> [WORK TO COMPLETE]: Every line from the beginning of the data through the line containing "Target: mulch bed" should be reproduced exactly, and no further lines should be output.

· · · · · · ·

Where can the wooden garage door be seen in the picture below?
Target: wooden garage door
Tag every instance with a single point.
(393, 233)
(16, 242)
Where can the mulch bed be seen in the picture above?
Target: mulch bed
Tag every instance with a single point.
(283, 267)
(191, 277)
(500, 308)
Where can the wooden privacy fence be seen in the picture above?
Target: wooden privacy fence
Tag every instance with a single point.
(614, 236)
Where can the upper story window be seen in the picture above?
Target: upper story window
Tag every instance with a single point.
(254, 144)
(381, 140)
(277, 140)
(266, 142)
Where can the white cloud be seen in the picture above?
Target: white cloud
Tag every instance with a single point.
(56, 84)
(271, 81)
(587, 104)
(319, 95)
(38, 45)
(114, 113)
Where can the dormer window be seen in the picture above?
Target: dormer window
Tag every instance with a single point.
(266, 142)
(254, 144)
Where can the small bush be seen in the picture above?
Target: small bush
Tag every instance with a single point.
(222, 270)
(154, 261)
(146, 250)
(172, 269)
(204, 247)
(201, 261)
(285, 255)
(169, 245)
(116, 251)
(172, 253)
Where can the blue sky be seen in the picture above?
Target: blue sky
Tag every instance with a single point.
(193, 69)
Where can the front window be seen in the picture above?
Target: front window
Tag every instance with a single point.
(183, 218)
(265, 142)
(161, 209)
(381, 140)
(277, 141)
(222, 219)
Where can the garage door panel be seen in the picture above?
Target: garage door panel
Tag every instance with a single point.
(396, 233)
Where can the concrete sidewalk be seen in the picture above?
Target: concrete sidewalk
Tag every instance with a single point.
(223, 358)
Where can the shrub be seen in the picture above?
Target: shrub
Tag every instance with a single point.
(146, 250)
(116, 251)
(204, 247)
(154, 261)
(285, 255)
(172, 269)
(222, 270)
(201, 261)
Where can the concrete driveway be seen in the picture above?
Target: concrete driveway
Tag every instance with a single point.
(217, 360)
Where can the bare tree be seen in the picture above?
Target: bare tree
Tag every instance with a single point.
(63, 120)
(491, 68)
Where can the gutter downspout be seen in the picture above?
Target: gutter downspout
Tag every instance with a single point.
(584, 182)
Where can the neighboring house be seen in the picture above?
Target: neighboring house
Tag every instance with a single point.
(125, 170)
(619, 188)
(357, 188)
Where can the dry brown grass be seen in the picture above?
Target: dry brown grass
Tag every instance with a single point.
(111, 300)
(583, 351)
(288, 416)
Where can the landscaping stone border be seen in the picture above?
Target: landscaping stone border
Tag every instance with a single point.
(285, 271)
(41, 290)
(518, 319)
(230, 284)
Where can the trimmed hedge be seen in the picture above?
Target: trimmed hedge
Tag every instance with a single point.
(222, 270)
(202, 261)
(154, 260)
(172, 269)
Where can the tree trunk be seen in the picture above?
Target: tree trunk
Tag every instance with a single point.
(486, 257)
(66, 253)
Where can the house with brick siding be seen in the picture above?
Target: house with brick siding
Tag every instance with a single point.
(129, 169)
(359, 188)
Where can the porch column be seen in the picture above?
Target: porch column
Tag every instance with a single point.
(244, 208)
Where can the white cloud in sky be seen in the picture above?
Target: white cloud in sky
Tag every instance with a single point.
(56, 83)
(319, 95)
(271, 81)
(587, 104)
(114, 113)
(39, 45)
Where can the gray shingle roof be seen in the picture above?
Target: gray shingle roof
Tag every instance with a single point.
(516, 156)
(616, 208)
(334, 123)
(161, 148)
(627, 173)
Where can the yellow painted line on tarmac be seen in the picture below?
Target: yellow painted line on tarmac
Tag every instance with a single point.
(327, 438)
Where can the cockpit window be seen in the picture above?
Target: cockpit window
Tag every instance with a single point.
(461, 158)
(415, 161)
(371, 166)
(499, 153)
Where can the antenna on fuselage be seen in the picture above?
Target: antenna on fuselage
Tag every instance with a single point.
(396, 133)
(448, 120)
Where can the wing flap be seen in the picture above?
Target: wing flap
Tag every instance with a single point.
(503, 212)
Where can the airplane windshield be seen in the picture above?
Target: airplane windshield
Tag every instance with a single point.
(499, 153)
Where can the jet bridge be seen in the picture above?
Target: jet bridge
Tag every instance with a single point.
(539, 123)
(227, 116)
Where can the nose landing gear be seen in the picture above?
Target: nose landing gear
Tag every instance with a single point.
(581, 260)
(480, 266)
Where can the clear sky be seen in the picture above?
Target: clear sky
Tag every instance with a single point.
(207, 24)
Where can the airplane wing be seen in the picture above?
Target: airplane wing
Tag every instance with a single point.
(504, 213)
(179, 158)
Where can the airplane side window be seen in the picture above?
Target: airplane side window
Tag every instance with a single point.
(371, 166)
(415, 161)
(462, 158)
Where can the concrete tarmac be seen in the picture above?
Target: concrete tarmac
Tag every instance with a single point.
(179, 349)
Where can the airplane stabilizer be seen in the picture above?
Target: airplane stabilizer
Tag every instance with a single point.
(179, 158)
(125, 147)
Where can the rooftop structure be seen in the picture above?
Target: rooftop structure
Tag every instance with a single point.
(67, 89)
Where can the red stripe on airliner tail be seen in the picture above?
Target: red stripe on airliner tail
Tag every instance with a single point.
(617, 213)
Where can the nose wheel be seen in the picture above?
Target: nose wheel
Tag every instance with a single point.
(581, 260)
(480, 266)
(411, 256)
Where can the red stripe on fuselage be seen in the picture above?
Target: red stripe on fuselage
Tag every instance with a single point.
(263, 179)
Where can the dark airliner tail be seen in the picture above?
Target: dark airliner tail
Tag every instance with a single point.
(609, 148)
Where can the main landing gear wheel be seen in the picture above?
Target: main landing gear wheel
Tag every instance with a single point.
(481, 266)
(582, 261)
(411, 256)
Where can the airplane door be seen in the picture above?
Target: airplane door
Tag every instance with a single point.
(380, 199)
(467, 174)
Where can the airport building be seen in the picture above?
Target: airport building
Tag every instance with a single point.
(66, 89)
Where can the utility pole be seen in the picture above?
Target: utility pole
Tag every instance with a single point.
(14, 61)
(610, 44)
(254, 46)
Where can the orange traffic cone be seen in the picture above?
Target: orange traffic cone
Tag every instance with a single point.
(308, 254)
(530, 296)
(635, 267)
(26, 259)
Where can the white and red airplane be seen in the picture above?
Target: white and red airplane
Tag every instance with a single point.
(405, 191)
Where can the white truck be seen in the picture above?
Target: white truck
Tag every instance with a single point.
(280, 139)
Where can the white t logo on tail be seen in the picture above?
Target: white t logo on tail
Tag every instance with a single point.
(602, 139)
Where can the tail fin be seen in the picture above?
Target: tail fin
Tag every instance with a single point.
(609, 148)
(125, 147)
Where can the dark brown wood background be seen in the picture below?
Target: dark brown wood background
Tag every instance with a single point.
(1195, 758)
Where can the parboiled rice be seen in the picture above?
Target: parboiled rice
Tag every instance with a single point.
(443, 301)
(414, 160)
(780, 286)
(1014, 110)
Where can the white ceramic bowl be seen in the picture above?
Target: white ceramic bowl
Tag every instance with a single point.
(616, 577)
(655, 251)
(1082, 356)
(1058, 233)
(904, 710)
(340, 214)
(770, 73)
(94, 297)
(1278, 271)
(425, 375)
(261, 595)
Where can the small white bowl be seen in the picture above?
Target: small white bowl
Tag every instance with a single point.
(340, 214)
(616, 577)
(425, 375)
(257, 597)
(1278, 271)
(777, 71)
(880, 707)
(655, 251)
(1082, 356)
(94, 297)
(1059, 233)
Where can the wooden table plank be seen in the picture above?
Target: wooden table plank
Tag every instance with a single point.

· · · · · · ·

> [OUTPUT OF THE TASK]:
Where can the wooden garage door be seen in the picture below?
Target: wooden garage door
Tag every instance with a single point.
(393, 233)
(16, 242)
Where can the mulch bed be seen in the picture above?
Target: mulch bed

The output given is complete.